**TASK TO COMPLETE**
Using "leaf" as the search string, find the matching lines below and copy them.
(INPUT DATA begins)
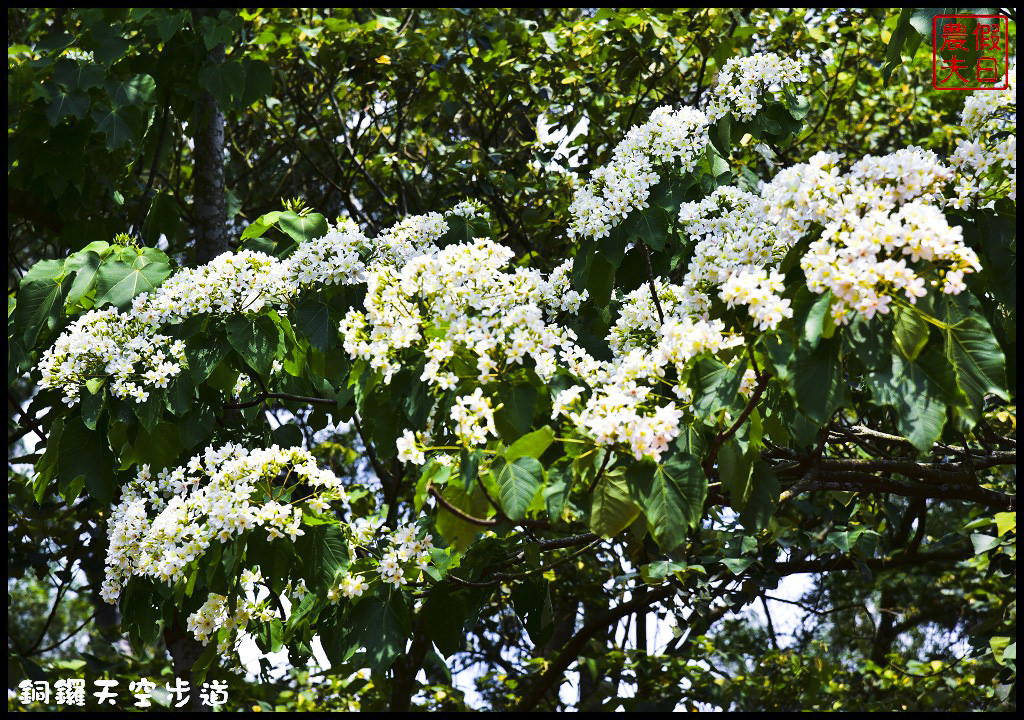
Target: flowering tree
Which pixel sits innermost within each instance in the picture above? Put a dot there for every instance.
(732, 380)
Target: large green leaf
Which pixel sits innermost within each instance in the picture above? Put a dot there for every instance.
(671, 495)
(764, 497)
(920, 391)
(611, 509)
(78, 76)
(515, 416)
(312, 320)
(458, 533)
(531, 601)
(118, 282)
(205, 352)
(302, 227)
(909, 332)
(120, 125)
(715, 386)
(817, 381)
(383, 628)
(134, 89)
(85, 454)
(324, 555)
(40, 298)
(517, 483)
(65, 102)
(85, 263)
(975, 355)
(444, 613)
(531, 445)
(255, 339)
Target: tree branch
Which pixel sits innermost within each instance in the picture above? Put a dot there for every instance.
(556, 669)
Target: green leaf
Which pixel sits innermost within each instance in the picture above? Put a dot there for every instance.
(85, 263)
(737, 565)
(382, 629)
(1006, 522)
(531, 445)
(302, 227)
(205, 352)
(815, 322)
(764, 498)
(457, 532)
(47, 466)
(259, 81)
(600, 280)
(324, 556)
(909, 332)
(255, 339)
(611, 509)
(734, 467)
(225, 81)
(531, 601)
(312, 320)
(516, 416)
(163, 218)
(261, 224)
(118, 124)
(78, 76)
(40, 299)
(444, 612)
(649, 226)
(1004, 648)
(433, 473)
(715, 386)
(85, 454)
(518, 481)
(134, 90)
(65, 102)
(817, 381)
(984, 543)
(671, 496)
(975, 354)
(119, 282)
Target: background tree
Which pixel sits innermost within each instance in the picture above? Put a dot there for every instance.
(381, 116)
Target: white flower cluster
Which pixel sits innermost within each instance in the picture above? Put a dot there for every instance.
(731, 236)
(474, 418)
(623, 185)
(333, 259)
(743, 81)
(404, 558)
(986, 164)
(880, 221)
(164, 523)
(214, 616)
(470, 208)
(412, 237)
(617, 415)
(105, 343)
(759, 289)
(457, 299)
(625, 407)
(124, 345)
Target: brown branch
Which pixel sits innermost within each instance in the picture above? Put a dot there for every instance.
(281, 396)
(709, 464)
(459, 513)
(556, 669)
(875, 563)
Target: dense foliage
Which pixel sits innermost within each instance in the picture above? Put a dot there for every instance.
(511, 403)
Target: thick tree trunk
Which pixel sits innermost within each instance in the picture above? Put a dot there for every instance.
(208, 191)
(INPUT DATA ends)
**EXERCISE SOLUTION**
Target: large green leaf
Target: green leaf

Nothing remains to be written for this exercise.